> _Problem_: Please pick out and copy every line in the items below that contains the word "roof". Case counts.

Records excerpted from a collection
^^^^
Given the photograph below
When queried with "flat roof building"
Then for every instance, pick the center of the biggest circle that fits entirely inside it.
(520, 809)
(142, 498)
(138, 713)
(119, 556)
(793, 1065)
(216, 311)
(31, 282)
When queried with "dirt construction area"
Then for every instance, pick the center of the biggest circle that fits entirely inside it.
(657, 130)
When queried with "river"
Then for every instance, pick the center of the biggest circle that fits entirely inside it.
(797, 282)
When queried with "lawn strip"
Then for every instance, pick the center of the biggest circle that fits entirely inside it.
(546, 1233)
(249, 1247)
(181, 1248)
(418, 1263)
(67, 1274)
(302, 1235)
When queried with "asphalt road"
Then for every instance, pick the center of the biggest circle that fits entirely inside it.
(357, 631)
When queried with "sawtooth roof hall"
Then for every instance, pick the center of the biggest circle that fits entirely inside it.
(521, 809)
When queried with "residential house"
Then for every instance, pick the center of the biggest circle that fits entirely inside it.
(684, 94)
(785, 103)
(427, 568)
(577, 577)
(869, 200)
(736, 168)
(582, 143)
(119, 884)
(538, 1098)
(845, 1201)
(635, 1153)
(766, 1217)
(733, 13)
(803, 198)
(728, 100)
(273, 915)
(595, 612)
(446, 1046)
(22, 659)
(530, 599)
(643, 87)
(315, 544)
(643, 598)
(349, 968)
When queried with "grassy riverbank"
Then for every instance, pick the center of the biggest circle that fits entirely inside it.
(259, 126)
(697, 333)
^^^^
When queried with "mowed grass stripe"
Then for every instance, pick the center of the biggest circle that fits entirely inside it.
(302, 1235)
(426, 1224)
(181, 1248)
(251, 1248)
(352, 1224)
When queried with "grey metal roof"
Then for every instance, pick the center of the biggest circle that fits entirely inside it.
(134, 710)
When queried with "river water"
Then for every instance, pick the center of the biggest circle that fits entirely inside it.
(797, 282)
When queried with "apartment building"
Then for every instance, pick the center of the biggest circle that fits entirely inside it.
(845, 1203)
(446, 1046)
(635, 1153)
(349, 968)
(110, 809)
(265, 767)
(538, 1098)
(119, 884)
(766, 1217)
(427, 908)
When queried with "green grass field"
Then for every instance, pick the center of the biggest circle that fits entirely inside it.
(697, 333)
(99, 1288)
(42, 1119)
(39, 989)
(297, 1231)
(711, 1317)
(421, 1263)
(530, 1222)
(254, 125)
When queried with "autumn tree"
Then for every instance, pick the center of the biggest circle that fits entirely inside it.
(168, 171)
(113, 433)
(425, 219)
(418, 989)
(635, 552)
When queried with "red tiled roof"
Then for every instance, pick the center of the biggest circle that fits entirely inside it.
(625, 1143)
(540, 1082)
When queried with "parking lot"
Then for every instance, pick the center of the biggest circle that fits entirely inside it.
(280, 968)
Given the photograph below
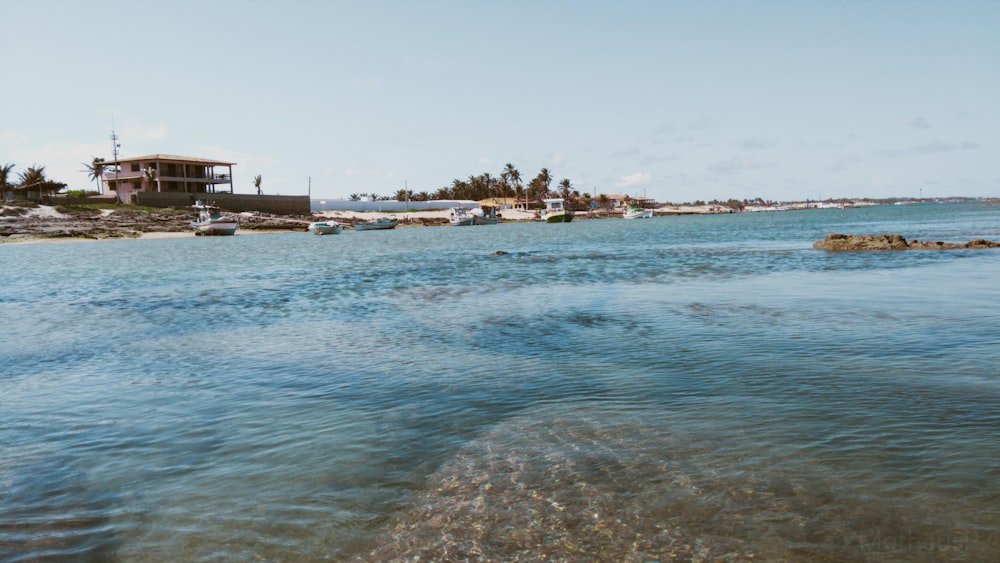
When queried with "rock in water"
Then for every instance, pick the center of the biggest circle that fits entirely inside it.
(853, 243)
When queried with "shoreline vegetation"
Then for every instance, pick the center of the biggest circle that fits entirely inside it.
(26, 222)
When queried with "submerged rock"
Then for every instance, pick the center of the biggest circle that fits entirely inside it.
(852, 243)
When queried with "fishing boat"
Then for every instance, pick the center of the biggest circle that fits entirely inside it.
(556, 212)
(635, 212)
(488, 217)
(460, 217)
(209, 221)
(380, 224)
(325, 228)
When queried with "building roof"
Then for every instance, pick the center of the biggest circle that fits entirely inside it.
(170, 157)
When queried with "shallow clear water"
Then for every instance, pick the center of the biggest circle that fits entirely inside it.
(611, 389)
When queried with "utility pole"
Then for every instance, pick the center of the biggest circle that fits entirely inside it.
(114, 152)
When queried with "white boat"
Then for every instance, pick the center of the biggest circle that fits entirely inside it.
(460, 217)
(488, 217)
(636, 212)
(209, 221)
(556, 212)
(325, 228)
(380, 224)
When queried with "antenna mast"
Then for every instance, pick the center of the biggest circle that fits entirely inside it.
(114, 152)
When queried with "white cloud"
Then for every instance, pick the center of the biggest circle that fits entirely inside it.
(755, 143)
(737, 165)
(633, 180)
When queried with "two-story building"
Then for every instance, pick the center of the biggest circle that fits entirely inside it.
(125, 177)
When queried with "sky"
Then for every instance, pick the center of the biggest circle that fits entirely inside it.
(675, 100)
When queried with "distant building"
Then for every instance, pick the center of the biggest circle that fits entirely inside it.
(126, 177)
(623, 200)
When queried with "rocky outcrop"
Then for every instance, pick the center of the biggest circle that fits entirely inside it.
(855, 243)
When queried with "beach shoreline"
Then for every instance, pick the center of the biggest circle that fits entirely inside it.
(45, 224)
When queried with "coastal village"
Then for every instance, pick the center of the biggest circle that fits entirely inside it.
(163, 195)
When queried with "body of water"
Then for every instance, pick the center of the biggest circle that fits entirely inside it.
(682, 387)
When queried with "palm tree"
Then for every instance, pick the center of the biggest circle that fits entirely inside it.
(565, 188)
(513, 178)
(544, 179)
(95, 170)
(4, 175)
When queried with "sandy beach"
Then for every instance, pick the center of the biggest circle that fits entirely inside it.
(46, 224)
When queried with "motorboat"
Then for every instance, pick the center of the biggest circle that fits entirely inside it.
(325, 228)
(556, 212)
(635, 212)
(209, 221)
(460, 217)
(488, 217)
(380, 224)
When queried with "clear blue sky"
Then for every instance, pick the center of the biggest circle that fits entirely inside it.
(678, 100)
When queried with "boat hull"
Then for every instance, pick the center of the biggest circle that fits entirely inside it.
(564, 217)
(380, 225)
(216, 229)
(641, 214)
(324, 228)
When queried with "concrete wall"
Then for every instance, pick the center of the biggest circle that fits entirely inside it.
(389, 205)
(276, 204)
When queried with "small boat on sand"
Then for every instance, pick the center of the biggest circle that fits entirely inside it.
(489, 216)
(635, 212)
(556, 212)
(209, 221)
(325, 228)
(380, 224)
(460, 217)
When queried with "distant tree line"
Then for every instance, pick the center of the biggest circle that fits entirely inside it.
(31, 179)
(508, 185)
^^^^
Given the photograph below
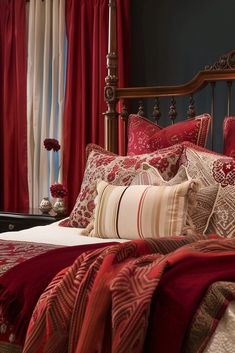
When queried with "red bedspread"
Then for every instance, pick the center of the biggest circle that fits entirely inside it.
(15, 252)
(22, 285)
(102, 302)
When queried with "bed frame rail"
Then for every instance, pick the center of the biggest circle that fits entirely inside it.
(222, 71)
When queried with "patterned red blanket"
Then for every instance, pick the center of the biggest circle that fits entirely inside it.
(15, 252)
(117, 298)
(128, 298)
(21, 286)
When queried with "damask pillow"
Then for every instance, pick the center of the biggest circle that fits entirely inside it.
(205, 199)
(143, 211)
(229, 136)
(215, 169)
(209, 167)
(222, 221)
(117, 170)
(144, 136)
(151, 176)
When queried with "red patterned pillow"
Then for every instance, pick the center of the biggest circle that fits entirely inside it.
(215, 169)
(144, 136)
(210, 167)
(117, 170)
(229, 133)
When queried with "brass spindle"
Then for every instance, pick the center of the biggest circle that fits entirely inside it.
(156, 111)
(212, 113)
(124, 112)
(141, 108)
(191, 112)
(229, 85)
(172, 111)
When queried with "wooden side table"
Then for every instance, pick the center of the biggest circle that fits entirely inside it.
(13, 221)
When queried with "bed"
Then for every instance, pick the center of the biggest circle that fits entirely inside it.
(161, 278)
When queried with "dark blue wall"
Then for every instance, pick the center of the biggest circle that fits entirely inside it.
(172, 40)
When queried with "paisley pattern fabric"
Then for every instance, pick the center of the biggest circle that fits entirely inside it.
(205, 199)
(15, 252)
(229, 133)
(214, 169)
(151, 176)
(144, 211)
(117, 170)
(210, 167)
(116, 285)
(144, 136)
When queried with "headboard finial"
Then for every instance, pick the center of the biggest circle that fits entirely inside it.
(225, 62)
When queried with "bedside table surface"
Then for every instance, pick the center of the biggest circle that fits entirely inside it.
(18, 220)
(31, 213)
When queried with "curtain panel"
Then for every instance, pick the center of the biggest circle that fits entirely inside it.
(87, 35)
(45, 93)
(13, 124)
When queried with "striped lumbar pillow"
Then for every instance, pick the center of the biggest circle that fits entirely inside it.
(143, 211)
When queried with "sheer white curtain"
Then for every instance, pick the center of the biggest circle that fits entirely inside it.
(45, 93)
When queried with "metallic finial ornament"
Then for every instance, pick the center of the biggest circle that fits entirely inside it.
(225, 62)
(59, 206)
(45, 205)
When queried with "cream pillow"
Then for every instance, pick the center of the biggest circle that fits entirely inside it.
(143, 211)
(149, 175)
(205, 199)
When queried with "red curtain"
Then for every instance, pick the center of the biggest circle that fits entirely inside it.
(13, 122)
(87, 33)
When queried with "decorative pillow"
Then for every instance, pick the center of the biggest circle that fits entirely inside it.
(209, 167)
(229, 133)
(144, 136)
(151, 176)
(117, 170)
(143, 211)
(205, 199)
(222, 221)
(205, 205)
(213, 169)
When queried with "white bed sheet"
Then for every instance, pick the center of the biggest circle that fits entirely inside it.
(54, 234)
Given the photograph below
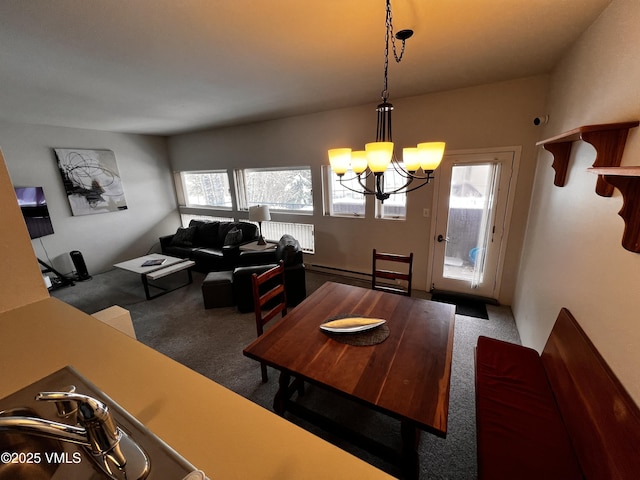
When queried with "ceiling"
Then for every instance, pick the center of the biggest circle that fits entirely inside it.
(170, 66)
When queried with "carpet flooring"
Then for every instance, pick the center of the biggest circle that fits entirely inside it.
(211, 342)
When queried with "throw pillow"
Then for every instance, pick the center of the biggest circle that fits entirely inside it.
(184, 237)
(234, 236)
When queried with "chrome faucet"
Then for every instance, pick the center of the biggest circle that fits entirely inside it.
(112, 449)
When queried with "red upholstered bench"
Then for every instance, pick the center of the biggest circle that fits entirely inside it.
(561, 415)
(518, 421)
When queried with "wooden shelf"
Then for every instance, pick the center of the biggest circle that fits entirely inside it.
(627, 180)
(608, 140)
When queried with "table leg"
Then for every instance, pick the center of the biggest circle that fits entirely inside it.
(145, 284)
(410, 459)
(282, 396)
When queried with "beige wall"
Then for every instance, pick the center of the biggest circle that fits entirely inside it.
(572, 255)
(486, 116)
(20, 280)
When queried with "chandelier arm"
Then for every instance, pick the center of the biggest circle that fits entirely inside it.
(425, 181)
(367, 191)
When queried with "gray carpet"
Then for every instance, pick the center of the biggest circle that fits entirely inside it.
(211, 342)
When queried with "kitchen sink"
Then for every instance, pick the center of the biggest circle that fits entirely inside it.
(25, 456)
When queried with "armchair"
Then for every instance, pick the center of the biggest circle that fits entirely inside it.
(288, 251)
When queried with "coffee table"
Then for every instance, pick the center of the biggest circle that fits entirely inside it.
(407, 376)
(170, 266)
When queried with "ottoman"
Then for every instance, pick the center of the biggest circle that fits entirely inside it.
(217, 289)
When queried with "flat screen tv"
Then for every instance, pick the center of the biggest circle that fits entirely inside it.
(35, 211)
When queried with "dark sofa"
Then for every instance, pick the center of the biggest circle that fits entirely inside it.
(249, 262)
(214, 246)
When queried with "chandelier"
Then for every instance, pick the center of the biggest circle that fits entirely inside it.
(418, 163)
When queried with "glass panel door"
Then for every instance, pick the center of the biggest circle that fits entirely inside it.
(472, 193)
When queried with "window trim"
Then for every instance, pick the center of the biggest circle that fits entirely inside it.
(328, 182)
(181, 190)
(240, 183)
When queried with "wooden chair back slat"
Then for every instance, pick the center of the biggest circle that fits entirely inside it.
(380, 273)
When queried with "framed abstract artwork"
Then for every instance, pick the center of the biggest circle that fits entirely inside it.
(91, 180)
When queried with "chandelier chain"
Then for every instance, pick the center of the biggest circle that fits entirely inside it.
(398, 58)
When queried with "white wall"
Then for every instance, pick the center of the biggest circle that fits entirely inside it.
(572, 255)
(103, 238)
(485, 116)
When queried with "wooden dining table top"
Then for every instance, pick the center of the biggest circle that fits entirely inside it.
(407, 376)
^^^^
> _Result for this exercise_:
When queried with "flat roof building"
When queried with "sawtooth roof hall"
When queried with "grey metal roof"
When queried with "red tiled roof"
When queried with "building roof"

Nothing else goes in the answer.